* **Provided passage**
New Stalking Horse in VA Privatization Shakedown

Source: Military Times

Bill would enable ‘third lane’ private sector care without VA oversight or scientific scrutiny.

Sneak Attack

You can almost imagine the Koch Brothers’ mouths water at the prospect of getting their paws on the Department of Veterans Affairs (VA): the largest government agency in terms of employees (377,805 in FY2016)…a $273 billion behemoth with 153 medical centers, 700 outpatient clinics and 126 nursing home units.

But with most veterans groups vehemently opposed to privatization and facing dismal polling numbers–only one in three Americans support this right wing fantasy, Trump and his allies are wisely following the anti-choice abortion playbook: chip away, chip away, chip away.




Masquerading as a panacea for veterans suicides, a heartbreaking issue, a deceptively titled bill, Improve Well-Being for Veterans Act, is being debated in the House Committee on Veterans Affairs, chaired by Mark Takano (D-CA).

And who wouldn’t want to be for a veterans suicide-prevention bill? Republican sponsors have line up hundreds of co-sponsors in both parties, including Democratic presidential contender Elizabeth Warren (D-MA).

They obviously didn’t read the fine print.

Source: AFGE
The VA Mission Act

Chairman Takano, whose parents and grandparents spent the second world war in Japanese internment camps, has taken heat from committee Republicans for pointing out the obvious: Without oversight, this could very well be a gift to Republican donors.

* **Record extracts**
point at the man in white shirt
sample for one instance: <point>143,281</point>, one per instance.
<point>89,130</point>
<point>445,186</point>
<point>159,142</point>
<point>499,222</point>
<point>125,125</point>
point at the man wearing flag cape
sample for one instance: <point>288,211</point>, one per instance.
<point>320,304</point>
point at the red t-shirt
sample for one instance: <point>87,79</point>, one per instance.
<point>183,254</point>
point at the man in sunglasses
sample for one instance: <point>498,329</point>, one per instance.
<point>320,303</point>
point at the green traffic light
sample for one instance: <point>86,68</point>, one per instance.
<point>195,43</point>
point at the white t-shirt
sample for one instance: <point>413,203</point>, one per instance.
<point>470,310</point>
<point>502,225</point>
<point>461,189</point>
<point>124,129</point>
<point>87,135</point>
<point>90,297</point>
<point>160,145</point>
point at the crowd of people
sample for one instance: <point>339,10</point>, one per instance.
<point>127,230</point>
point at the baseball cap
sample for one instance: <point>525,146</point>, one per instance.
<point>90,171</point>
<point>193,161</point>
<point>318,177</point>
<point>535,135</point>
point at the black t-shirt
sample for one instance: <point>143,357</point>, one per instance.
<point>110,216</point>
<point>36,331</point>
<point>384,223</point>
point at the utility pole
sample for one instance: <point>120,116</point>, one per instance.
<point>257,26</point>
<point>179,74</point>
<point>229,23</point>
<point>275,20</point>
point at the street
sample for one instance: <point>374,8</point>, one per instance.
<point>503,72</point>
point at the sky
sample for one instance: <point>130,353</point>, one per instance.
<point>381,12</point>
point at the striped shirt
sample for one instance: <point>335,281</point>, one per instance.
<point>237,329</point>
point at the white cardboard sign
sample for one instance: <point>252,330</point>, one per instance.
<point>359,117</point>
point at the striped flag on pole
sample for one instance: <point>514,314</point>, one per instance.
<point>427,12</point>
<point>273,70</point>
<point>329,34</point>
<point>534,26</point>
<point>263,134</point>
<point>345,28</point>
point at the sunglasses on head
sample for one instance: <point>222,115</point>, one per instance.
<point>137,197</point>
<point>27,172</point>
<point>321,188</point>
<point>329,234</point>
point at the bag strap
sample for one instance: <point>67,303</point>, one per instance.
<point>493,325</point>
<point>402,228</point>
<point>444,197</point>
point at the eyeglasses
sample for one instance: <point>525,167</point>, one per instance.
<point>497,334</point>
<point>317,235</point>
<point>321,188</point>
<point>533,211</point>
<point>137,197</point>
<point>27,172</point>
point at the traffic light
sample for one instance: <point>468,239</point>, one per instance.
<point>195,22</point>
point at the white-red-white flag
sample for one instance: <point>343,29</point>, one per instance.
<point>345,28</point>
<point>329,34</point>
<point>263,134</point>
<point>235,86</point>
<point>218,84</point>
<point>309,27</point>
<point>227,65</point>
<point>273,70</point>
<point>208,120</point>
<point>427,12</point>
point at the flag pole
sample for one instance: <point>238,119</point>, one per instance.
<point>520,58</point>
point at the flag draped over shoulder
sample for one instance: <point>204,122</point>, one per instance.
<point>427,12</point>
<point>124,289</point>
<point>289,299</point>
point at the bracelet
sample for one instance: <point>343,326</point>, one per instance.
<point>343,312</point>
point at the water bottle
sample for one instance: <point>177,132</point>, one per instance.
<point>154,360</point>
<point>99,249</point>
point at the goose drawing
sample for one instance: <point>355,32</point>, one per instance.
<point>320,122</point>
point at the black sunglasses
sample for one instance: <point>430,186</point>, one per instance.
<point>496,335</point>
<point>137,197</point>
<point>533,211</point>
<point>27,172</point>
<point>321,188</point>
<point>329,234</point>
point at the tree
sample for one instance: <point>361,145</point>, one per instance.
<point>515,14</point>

* **Complete the following**
1. Translate this sentence from the VA privatization article into Spanish: "They obviously didn't read the fine print."
2. Write the next paragraph of the VA privatization article, picking up after its last sentence.
The data that comes after the VA privatization article is separate material, unrelated to the article.

* **Answers to this exercise**
1. Obviamente no leyeron la letra pequeña.

2.
It makes sense. The bill’s predecessor, The VA Mission Acts of 2018 and 2019, opened the doors to private sector partnering with VA health services, especially when veterans endured long wait times or travel burdens. But in each case under the Mission act that was outsourced to an approved private sector provider, the VA was required to monitor the care and report the results to Congress.

No Monitoring, No Oversight

The Improve act would open the VA purse strings to a plethora of private sector providers outside of the diligently-conceived VA provider network. The selection of providers would apparently be left up to political appointees like VA Secretary Robert Wilkie and Trump cronies based in Mar-a-Lago.




The bill contains no serious clinical oversight. There is no requirement that care be evidence-based, or that providers be accountable for their results. According to the American Prospect, “…the proposal does not require grant recipients to track or attempt to prevent any veteran’s suicide. Grantee’s must only demonstrate that they have measured veterans’ ‘mental resiliency and mental health outlook,’ terms [that] have no agreed-upon [scientific] definition.” In other words, “junk science.”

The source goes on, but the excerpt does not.